| WORK ORDER |
Filter the entries, keeping every line with the word "scarf".

Photo-based referring expression data
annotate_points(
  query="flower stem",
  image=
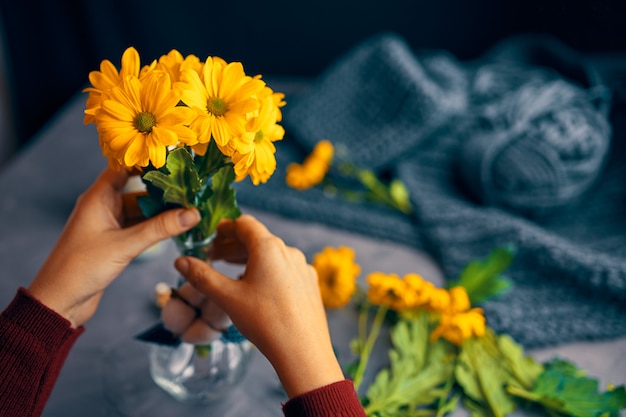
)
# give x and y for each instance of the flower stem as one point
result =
(367, 347)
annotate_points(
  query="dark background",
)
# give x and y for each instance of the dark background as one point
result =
(51, 46)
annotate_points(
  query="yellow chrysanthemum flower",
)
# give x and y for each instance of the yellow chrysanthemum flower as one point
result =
(108, 77)
(337, 272)
(174, 63)
(390, 290)
(314, 168)
(254, 151)
(141, 120)
(223, 96)
(458, 326)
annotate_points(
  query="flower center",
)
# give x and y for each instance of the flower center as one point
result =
(216, 106)
(145, 121)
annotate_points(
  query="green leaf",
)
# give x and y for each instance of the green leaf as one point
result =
(210, 162)
(564, 388)
(181, 183)
(417, 374)
(524, 368)
(482, 278)
(221, 203)
(483, 374)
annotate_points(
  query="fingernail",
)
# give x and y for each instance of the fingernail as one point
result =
(182, 265)
(188, 218)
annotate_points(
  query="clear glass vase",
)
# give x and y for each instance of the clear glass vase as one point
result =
(200, 374)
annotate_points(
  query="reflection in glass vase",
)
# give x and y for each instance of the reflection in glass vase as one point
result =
(201, 374)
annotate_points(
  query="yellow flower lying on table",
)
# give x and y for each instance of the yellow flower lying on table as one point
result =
(443, 352)
(337, 272)
(315, 167)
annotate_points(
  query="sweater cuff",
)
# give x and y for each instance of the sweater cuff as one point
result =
(48, 326)
(336, 399)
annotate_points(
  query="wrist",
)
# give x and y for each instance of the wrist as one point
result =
(301, 373)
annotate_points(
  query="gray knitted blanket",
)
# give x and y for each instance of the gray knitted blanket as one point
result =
(522, 147)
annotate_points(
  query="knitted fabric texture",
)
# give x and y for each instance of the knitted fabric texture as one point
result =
(514, 148)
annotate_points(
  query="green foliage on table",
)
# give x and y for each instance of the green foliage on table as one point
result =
(418, 376)
(486, 366)
(483, 279)
(564, 389)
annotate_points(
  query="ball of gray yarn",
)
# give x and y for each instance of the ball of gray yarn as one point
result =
(536, 149)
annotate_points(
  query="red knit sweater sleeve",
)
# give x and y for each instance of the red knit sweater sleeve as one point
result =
(34, 343)
(335, 400)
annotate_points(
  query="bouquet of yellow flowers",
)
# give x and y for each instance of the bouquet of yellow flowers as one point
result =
(191, 129)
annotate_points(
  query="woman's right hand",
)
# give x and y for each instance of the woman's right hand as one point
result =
(276, 303)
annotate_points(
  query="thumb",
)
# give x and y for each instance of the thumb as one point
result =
(170, 223)
(215, 285)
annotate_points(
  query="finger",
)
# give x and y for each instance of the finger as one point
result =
(229, 249)
(168, 224)
(215, 285)
(250, 231)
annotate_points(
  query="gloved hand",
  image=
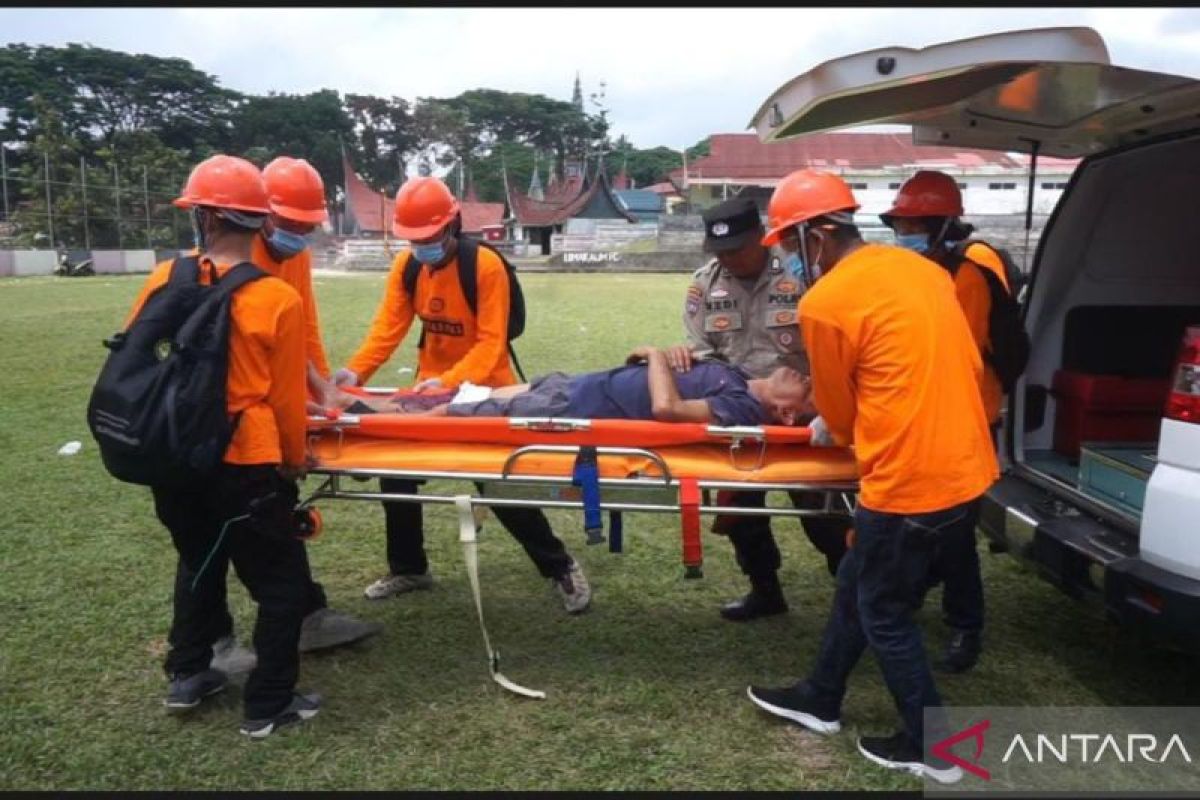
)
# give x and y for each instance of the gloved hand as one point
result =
(345, 377)
(821, 435)
(429, 385)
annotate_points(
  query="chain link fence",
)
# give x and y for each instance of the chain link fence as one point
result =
(99, 206)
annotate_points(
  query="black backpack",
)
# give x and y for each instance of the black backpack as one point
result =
(1009, 350)
(468, 263)
(159, 408)
(1013, 274)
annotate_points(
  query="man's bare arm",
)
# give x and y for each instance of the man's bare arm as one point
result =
(666, 405)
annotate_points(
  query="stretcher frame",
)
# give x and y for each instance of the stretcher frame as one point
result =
(616, 495)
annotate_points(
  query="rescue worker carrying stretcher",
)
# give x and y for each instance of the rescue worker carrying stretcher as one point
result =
(297, 203)
(456, 346)
(646, 389)
(925, 217)
(895, 373)
(253, 492)
(741, 308)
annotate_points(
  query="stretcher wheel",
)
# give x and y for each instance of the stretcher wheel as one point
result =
(309, 523)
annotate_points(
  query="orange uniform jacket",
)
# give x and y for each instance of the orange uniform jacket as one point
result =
(267, 367)
(297, 272)
(459, 346)
(897, 373)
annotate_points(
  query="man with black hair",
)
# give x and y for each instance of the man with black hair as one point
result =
(741, 308)
(459, 344)
(245, 512)
(897, 376)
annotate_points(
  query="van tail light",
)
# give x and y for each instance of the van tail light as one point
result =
(1183, 402)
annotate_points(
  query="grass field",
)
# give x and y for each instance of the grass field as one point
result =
(646, 691)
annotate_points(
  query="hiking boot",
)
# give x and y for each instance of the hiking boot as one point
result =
(961, 653)
(796, 703)
(899, 752)
(232, 657)
(186, 691)
(396, 584)
(574, 588)
(327, 627)
(303, 707)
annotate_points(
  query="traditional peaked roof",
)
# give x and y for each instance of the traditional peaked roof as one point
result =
(373, 210)
(570, 198)
(665, 188)
(743, 157)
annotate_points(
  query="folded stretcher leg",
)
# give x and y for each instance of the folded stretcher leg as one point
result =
(471, 554)
(689, 517)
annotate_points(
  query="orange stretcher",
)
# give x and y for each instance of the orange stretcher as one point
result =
(592, 465)
(587, 464)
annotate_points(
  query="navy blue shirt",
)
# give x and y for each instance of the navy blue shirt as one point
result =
(624, 394)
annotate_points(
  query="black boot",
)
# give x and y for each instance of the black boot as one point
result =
(961, 653)
(766, 599)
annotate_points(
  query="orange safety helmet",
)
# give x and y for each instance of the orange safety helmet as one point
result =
(803, 196)
(295, 190)
(928, 193)
(424, 206)
(226, 182)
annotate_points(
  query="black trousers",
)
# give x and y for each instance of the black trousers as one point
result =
(755, 547)
(406, 534)
(270, 563)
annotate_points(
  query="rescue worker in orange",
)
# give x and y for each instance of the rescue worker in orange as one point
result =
(456, 347)
(297, 196)
(265, 391)
(925, 218)
(895, 373)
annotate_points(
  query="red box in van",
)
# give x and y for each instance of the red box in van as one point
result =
(1105, 408)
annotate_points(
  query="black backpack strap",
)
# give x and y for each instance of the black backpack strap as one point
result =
(468, 272)
(237, 277)
(185, 270)
(412, 272)
(468, 278)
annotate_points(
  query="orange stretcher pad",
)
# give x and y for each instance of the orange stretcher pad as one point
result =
(395, 441)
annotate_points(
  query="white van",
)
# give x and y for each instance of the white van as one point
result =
(1101, 444)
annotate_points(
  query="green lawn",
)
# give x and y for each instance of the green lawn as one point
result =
(646, 691)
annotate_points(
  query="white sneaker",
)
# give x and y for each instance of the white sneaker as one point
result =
(232, 657)
(574, 589)
(395, 584)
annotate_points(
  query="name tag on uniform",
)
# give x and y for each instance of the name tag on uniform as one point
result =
(778, 317)
(443, 326)
(721, 323)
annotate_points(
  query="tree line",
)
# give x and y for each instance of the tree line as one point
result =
(121, 124)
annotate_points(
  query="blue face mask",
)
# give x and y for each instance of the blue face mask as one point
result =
(795, 266)
(286, 244)
(916, 242)
(430, 253)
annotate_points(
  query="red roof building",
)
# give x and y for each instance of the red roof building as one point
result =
(742, 158)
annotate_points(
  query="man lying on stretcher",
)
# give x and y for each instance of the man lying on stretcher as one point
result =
(654, 385)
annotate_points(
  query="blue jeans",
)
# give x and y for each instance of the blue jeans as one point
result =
(880, 584)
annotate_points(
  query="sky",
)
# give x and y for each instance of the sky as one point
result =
(672, 76)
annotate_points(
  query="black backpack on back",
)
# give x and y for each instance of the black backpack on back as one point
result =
(1009, 343)
(1013, 274)
(468, 278)
(159, 408)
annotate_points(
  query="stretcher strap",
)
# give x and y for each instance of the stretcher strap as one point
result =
(689, 505)
(616, 531)
(586, 475)
(469, 551)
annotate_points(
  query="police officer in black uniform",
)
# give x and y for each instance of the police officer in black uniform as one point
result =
(742, 308)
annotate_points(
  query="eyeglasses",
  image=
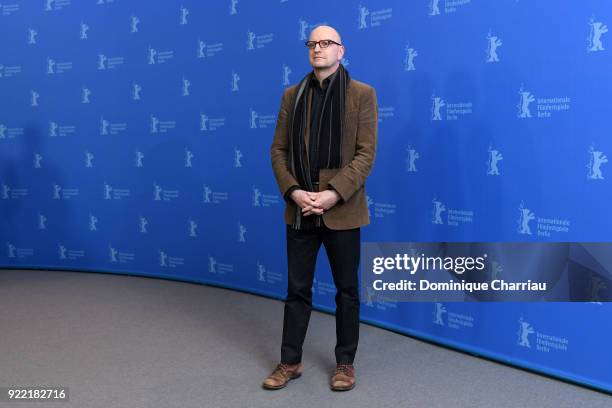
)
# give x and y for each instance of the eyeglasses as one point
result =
(322, 43)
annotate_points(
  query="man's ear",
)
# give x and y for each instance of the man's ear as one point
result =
(340, 53)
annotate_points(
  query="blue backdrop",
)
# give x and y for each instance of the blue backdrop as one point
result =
(135, 137)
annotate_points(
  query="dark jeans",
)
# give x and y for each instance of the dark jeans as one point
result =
(343, 250)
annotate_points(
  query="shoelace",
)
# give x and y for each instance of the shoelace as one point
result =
(346, 369)
(282, 368)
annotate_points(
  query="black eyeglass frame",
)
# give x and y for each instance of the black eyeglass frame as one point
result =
(314, 44)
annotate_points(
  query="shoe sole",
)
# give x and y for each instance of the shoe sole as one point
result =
(342, 388)
(270, 387)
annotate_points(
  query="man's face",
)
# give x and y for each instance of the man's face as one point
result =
(322, 58)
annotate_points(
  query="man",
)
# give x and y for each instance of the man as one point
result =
(322, 153)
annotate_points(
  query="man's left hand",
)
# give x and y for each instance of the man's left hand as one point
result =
(324, 200)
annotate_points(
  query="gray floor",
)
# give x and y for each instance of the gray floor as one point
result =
(121, 341)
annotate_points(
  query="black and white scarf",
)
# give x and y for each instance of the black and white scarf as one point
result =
(326, 144)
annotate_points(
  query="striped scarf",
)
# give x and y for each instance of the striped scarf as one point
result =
(326, 143)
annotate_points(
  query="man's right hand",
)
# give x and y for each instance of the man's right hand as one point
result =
(305, 200)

| RESULT OF THIS EXERCISE |
  query="black and white scarf",
# give x and y for each instance of the black and white scarf as one point
  query="striped scarf",
# give x and y for each instance of the striped scarf as one point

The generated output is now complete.